Aim of the task:
Turn the lines of the listing below into a numbered list, starting at the line that contains "Where can the mirror" and running through the last line of the listing, both included. Leave out any blank lines.

Extracted listing:
----
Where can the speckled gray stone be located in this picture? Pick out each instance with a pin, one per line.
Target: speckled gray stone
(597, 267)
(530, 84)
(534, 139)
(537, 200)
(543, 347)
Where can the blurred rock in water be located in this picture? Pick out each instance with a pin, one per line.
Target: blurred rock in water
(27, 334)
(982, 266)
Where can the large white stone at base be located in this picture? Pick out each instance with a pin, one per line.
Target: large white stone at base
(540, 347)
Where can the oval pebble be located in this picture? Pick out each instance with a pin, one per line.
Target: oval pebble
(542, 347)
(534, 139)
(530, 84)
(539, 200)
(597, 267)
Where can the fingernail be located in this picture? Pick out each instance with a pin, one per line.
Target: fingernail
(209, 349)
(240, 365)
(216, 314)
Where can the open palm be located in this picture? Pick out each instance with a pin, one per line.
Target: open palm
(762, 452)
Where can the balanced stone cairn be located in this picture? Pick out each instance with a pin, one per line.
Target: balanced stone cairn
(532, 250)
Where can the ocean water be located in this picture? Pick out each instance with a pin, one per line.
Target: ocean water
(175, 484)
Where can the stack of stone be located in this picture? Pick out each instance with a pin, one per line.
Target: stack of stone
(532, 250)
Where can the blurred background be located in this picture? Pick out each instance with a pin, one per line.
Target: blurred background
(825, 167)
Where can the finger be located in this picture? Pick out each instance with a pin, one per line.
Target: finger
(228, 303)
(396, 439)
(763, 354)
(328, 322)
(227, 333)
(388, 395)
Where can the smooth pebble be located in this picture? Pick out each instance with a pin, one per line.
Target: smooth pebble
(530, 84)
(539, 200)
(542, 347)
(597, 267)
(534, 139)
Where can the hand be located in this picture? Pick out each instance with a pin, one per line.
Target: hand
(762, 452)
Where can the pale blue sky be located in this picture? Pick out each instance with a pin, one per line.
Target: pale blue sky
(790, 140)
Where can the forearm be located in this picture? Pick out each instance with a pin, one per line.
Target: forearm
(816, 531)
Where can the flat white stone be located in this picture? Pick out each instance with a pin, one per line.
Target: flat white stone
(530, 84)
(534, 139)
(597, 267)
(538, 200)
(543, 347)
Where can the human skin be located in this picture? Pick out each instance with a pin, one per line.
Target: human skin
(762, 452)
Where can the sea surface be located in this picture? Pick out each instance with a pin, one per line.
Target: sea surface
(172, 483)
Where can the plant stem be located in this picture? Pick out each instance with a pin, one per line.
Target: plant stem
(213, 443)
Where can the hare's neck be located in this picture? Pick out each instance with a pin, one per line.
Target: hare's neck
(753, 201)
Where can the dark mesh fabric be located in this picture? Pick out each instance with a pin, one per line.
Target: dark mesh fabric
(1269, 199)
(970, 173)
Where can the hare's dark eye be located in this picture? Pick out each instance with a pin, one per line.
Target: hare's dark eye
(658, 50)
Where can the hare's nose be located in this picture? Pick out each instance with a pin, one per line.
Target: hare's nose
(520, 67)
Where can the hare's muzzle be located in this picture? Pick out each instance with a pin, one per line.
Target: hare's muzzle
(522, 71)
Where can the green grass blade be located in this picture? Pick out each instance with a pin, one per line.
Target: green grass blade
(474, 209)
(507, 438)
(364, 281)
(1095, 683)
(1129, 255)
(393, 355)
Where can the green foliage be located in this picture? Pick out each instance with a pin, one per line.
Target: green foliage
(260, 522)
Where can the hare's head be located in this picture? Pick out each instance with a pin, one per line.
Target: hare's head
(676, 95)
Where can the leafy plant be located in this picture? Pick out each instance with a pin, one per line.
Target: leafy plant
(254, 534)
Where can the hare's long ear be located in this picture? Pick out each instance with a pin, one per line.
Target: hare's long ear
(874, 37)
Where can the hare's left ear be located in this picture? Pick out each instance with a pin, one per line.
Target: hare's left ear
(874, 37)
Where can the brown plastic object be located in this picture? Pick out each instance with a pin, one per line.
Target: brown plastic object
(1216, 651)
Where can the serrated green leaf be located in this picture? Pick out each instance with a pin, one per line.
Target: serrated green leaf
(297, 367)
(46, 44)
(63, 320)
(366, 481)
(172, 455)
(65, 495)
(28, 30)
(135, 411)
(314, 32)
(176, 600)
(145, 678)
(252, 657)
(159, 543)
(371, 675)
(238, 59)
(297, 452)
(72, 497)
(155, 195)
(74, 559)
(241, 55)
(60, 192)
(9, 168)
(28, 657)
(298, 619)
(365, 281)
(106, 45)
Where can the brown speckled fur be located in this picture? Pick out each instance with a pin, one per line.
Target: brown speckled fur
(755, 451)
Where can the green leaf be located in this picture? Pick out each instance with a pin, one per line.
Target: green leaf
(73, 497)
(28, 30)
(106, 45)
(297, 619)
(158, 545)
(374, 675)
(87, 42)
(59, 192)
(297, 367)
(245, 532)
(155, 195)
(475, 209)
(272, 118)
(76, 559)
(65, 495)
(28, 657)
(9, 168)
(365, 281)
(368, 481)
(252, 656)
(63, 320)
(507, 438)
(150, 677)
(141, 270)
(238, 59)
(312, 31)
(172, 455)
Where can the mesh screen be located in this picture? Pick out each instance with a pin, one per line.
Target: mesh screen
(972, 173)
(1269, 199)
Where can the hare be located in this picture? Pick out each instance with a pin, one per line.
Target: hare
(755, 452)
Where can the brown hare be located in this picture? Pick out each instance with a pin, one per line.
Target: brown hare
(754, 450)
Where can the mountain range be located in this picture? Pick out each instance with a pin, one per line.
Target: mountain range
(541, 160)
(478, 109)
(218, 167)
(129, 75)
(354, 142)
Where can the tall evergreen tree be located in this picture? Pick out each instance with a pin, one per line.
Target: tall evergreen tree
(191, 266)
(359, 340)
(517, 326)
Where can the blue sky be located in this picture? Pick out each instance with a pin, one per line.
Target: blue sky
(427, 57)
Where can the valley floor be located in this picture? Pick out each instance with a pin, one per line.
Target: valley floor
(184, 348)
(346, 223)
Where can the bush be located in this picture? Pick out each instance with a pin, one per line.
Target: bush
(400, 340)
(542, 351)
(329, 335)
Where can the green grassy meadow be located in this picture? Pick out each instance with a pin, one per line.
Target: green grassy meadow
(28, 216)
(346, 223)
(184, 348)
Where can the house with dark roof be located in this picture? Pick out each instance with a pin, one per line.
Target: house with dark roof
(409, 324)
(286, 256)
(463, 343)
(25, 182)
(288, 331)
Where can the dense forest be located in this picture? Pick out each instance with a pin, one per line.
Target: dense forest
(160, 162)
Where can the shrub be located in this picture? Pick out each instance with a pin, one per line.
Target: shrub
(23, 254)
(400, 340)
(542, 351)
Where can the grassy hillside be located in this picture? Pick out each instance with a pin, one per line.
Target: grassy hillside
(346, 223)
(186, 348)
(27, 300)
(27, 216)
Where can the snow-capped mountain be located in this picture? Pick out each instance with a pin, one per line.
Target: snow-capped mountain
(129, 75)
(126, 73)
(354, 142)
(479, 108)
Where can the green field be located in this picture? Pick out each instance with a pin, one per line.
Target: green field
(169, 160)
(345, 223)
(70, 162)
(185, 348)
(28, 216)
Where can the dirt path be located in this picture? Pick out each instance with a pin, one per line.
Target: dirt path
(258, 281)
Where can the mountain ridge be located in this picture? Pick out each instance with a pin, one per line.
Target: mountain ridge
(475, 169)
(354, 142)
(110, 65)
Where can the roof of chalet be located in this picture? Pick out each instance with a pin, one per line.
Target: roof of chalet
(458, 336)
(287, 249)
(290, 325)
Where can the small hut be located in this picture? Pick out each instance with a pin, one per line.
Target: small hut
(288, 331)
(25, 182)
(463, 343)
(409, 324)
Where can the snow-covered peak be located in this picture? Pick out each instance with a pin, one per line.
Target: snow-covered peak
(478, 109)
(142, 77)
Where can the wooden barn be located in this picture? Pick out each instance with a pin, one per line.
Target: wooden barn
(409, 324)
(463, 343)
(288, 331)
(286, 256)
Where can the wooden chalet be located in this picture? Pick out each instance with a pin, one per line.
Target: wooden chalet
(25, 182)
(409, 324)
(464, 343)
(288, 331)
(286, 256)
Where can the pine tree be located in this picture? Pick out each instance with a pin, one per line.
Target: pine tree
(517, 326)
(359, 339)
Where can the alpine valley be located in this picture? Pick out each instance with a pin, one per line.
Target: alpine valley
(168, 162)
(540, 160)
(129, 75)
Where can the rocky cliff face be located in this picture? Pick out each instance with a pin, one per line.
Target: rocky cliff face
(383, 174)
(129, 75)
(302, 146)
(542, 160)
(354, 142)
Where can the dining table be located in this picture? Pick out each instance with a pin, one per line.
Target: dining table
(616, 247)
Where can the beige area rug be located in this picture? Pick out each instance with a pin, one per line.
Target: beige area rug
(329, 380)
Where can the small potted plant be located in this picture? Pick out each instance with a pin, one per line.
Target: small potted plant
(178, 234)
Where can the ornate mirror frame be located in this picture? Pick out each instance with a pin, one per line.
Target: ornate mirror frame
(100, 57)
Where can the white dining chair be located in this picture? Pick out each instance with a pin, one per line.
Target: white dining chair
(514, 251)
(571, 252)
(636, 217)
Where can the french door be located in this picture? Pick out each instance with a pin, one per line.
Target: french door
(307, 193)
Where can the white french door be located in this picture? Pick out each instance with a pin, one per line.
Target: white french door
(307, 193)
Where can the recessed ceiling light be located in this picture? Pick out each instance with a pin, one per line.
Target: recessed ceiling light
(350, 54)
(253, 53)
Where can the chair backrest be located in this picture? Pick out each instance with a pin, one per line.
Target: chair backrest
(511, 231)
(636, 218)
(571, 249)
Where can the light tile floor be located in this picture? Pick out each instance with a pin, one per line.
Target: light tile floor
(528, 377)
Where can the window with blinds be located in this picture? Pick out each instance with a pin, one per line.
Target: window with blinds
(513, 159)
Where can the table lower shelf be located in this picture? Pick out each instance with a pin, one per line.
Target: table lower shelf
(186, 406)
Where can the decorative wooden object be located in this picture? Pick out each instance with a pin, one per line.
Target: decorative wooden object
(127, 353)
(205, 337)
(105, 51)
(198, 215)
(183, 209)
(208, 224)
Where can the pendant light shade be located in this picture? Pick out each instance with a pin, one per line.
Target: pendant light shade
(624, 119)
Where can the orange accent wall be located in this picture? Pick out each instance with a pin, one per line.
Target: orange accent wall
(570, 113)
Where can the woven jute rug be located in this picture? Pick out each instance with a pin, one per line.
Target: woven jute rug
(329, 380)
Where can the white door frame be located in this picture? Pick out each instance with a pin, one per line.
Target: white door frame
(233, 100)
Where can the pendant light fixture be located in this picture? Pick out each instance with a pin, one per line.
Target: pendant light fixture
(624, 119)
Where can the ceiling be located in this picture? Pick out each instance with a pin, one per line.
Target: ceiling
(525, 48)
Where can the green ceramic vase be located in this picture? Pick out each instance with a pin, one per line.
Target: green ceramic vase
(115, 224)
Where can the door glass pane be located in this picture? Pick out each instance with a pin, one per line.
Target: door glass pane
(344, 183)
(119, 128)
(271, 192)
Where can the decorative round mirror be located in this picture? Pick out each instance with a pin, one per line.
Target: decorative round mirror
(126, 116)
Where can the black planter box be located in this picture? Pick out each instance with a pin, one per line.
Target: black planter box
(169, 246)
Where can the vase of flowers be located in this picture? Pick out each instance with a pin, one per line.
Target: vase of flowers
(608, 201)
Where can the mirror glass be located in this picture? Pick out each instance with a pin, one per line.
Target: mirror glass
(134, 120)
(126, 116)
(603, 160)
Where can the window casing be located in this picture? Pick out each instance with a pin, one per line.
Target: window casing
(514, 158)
----
Written solution:
1. Where can the mirror glass be located in this picture? Pick out each instance with a pin, one per line.
2. Target: mirror glass
3. (134, 120)
4. (126, 116)
5. (603, 160)
6. Where can the window casing be located in this picture? Pick out each instance with a pin, one per line.
7. Target: window casing
8. (514, 158)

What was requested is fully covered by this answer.